* Begin MATERIAL FOR THIS EXERCISE *
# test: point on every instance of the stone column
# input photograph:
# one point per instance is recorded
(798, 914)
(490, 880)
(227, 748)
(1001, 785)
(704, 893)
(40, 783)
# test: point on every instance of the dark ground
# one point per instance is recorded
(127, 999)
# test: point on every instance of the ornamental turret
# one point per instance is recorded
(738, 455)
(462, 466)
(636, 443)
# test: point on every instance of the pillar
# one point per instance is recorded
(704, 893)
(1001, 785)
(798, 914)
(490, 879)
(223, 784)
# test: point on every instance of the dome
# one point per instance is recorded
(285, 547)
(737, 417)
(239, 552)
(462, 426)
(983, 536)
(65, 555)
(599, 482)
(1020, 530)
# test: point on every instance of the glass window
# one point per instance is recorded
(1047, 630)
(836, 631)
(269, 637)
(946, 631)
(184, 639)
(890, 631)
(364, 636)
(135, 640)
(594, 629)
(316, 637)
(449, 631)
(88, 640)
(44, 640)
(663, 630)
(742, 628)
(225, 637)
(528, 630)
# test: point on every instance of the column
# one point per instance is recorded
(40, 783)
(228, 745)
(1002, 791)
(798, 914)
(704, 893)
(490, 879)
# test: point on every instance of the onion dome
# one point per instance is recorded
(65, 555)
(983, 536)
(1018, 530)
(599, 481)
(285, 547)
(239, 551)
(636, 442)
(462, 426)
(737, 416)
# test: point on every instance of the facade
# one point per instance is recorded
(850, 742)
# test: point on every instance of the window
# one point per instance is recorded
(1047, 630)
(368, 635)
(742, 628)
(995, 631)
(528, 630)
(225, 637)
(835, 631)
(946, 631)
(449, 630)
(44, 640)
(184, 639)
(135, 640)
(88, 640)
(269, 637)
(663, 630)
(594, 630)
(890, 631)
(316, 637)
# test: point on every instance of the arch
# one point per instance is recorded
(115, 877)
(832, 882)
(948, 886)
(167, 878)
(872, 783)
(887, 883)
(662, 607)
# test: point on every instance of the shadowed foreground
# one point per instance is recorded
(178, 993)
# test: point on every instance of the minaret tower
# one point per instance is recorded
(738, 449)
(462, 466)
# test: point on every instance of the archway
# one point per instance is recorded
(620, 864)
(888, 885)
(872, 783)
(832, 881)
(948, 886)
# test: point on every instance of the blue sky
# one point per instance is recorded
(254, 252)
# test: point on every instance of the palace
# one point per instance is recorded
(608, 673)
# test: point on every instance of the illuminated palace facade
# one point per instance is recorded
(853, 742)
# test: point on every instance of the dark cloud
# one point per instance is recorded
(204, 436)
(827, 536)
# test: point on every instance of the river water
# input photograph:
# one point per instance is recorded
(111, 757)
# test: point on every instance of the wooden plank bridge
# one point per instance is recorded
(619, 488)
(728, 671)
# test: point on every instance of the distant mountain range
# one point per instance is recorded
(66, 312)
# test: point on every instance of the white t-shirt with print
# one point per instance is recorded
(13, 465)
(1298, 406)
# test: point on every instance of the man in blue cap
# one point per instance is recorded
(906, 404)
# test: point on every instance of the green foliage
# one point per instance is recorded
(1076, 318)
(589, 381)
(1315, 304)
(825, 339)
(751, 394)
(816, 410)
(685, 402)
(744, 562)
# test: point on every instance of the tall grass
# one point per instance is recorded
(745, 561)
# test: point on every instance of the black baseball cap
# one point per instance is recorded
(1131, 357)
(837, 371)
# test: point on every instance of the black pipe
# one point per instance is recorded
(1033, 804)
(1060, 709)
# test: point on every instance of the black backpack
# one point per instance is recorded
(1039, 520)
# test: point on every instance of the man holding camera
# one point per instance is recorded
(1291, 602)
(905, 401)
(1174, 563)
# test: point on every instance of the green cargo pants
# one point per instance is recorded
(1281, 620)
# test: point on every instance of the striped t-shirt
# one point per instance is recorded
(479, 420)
* End MATERIAL FOR THIS EXERCISE *
**THE REQUEST**:
Swap "instance" for "occurrence" everywhere it appears in the rows above, and give the lines back with nothing else changed.

**IN RESPONSE**:
# test: point on every occurrence of the stone column
# input photograph:
# one point per occurrence is recorded
(798, 914)
(490, 880)
(227, 748)
(1001, 785)
(704, 893)
(40, 783)
# test: point on every occurrence of the dark ground
# one point per occurrence is recorded
(127, 999)
# test: point on every occurrence of the ornamental turret
# one point per occurrence is recorded
(738, 455)
(462, 466)
(636, 443)
# test: point on every occurrence of the pillar
# one point per occurrence is recorded
(704, 893)
(1001, 785)
(798, 914)
(490, 879)
(223, 784)
# test: point on every occurrence of the dome
# one point per occurrence is recorded
(285, 547)
(737, 417)
(239, 552)
(462, 426)
(983, 536)
(65, 555)
(599, 482)
(1020, 530)
# test: point on every occurrence of the glass window
# one point per occurrence is recorded
(1047, 630)
(836, 631)
(269, 637)
(946, 631)
(184, 639)
(890, 631)
(364, 636)
(135, 640)
(594, 629)
(316, 637)
(449, 631)
(88, 640)
(44, 640)
(663, 630)
(742, 628)
(225, 637)
(528, 630)
# test: point on every occurrence of the column
# one point per occurrence is recorded
(40, 783)
(228, 745)
(1002, 791)
(798, 914)
(704, 893)
(490, 879)
# test: point on every occurrence of the onion dome
# one point per occurrence is recorded
(65, 555)
(983, 536)
(1018, 530)
(599, 481)
(285, 547)
(239, 551)
(636, 442)
(462, 426)
(737, 416)
# test: point on every occurrence of the facade
# one point per occurrence is recorded
(850, 742)
# test: point on every occurrence of the window
# one point per occurrence is recorded
(1047, 630)
(368, 635)
(742, 628)
(995, 631)
(528, 630)
(225, 637)
(835, 631)
(946, 631)
(449, 630)
(44, 640)
(184, 639)
(135, 640)
(88, 640)
(269, 637)
(663, 630)
(594, 630)
(890, 631)
(316, 637)
# test: point on every occurrence of the arch
# one point per occurrence is recorded
(115, 877)
(832, 882)
(948, 886)
(167, 878)
(872, 783)
(887, 883)
(662, 607)
# test: point on every occurrence of the shadowed foreground
# one point per occurrence is recorded
(178, 993)
# test: point on every occurrence of the minaret tower
# one point per occurrence is recorded
(738, 449)
(462, 466)
# test: point on every occurrence of the archway
# one point per occurrence is recorded
(620, 864)
(888, 885)
(872, 783)
(832, 881)
(948, 886)
# test: point on every occurrence of the blue sky
# one point per occurrence is recorded
(254, 252)
# test: point on every occurrence of the palace
# one point per occurrence is recorded
(608, 673)
# test: point on every occurrence of the illuminated palace facade
# one point per occurrence is recorded
(853, 742)
# test: point on every occurrence of the dark cloud
# one point per occurrence is recorded
(204, 436)
(827, 536)
# test: point on every occurrence of the river water
# input photograph:
# one point per occurrence is recorded
(111, 757)
# test: point on every occurrence of the wooden plank bridge
# one point per occurrence is recorded
(619, 488)
(728, 671)
# test: point on every occurrence of the distant mountain range
# one point per occurrence is recorded
(66, 312)
# test: point on every occurrence of the white t-shirt with print
# one point per occurrence is recorded
(13, 465)
(1298, 406)
# test: point on every occurrence of the man in blue cap
# one point per occurrence is recorded
(906, 404)
# test: point on every occurrence of the green foliage
# one point per occurrence is recorded
(1076, 318)
(589, 381)
(1315, 304)
(825, 339)
(751, 394)
(816, 410)
(685, 402)
(744, 562)
# test: point on every occurrence of the tall grass
# one point per occurrence is recorded
(745, 561)
# test: point on every occurrence of the black baseball cap
# one point per occurrence is recorded
(1131, 357)
(837, 371)
# test: point on every occurrence of the black pipe
# one point per occurrence is recorded
(1033, 804)
(1060, 709)
# test: point on every occurrence of the black backpack
# one point per occurrence is recorded
(1039, 520)
# test: point on every occurrence of the man holding camera
# one point per occurrence is recorded
(1291, 602)
(905, 401)
(1174, 563)
# test: point on every occurrence of the green cargo pants
# one point per occurrence is recorded
(1281, 620)
# test: point on every occurrence of the striped t-shirt
# one point per occurrence is recorded
(479, 420)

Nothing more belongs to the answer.